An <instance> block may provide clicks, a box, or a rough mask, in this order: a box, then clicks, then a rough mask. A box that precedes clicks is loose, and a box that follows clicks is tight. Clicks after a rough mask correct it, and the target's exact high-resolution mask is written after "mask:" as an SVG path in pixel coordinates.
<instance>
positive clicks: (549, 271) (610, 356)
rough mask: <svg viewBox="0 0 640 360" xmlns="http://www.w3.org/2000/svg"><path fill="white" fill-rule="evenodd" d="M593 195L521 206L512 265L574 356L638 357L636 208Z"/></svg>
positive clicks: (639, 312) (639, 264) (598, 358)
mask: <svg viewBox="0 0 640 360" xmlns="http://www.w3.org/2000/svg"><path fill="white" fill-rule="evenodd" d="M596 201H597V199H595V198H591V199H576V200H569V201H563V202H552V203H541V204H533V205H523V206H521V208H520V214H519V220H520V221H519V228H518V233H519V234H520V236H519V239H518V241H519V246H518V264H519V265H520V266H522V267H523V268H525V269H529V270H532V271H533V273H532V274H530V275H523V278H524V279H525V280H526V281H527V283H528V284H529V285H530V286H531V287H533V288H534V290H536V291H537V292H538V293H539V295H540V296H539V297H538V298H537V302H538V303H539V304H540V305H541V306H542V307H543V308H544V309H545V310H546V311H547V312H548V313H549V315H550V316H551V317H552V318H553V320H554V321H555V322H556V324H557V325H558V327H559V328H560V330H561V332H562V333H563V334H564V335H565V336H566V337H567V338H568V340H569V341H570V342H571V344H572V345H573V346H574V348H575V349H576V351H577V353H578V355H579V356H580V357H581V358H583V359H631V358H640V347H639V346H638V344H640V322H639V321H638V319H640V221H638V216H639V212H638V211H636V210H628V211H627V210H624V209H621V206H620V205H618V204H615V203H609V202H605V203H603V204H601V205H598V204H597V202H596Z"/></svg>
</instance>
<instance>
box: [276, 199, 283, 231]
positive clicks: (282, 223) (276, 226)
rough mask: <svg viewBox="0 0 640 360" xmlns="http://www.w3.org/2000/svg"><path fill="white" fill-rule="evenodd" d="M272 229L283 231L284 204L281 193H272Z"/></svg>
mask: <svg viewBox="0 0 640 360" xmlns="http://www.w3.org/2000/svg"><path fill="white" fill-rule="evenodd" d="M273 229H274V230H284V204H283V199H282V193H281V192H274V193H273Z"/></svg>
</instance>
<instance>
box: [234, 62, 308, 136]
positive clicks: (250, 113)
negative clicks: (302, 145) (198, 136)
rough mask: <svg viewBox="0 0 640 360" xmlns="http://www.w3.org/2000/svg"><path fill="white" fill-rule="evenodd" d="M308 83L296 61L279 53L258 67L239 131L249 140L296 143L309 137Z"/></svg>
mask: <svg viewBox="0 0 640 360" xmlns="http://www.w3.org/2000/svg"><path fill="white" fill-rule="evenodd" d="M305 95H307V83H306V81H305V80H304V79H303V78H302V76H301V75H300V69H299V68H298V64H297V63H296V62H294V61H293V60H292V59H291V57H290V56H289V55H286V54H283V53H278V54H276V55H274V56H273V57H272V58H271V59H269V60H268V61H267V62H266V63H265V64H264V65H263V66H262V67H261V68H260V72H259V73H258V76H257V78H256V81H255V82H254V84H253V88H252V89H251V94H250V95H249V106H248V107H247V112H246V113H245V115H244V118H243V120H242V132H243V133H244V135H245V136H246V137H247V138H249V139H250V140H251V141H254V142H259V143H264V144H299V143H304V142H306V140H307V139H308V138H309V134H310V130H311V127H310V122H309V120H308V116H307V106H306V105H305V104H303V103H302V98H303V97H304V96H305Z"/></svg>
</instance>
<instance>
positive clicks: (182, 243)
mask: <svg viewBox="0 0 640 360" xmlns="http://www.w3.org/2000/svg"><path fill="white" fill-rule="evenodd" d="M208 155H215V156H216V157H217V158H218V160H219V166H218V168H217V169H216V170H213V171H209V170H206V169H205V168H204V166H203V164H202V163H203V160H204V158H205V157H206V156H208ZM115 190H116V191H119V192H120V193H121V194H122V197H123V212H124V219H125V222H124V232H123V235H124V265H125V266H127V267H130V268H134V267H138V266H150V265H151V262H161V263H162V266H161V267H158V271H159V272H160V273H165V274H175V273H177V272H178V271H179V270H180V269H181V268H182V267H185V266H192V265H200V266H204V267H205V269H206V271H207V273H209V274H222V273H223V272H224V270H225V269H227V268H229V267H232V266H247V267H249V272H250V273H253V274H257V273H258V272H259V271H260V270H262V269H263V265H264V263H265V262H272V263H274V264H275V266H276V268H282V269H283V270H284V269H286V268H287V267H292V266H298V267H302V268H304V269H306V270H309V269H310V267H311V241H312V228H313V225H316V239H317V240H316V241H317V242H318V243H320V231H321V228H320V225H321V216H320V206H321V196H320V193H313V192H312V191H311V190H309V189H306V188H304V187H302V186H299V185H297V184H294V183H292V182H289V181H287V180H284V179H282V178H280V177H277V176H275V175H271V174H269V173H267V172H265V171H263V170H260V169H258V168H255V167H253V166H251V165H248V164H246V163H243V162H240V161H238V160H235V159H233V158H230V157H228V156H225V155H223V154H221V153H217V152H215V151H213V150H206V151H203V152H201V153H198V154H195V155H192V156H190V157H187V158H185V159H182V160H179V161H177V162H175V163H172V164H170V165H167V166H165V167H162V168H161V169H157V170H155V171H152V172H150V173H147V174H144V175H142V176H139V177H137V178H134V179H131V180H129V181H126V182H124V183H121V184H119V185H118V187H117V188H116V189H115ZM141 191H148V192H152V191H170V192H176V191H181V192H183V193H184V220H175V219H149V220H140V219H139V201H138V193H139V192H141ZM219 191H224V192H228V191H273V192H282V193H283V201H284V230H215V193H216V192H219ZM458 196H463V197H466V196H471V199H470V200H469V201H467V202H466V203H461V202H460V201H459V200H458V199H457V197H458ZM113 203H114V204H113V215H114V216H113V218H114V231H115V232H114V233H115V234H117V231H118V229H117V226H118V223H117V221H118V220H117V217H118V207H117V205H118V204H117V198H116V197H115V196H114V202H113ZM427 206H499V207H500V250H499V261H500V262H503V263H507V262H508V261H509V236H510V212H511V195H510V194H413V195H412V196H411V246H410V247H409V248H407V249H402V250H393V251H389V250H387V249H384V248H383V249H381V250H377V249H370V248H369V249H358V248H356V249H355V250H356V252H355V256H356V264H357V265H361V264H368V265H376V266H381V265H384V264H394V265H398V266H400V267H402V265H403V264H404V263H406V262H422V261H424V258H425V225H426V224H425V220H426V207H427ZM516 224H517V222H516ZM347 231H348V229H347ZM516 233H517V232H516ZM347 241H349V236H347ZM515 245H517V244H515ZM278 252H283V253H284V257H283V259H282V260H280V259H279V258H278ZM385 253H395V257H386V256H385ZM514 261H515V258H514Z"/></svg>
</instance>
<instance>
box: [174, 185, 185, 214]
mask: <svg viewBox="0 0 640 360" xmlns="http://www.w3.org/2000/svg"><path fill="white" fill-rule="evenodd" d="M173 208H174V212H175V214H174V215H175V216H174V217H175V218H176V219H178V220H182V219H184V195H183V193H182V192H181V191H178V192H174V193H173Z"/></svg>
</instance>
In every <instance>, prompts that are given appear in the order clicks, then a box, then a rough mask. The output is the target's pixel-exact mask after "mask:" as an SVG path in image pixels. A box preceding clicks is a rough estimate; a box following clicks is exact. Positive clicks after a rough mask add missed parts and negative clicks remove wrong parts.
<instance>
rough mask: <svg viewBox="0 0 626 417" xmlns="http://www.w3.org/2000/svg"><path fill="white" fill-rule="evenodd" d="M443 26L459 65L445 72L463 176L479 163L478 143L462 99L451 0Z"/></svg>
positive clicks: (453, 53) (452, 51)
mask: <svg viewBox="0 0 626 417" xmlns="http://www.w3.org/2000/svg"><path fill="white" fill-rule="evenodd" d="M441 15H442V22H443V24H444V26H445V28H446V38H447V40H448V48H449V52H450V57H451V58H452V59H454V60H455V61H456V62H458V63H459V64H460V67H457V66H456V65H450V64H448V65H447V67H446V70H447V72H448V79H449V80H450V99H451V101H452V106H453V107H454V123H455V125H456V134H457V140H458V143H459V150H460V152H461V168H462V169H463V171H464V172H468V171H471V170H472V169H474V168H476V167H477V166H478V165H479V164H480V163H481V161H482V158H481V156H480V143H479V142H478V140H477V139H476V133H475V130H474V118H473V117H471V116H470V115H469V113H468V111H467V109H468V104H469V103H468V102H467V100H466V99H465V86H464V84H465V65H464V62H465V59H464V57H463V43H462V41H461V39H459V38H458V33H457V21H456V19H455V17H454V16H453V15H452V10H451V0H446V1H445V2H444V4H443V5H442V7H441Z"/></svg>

To do: Reply with the number of lines in the preceding entries that contain "negative", and no other words.

Answer section: 2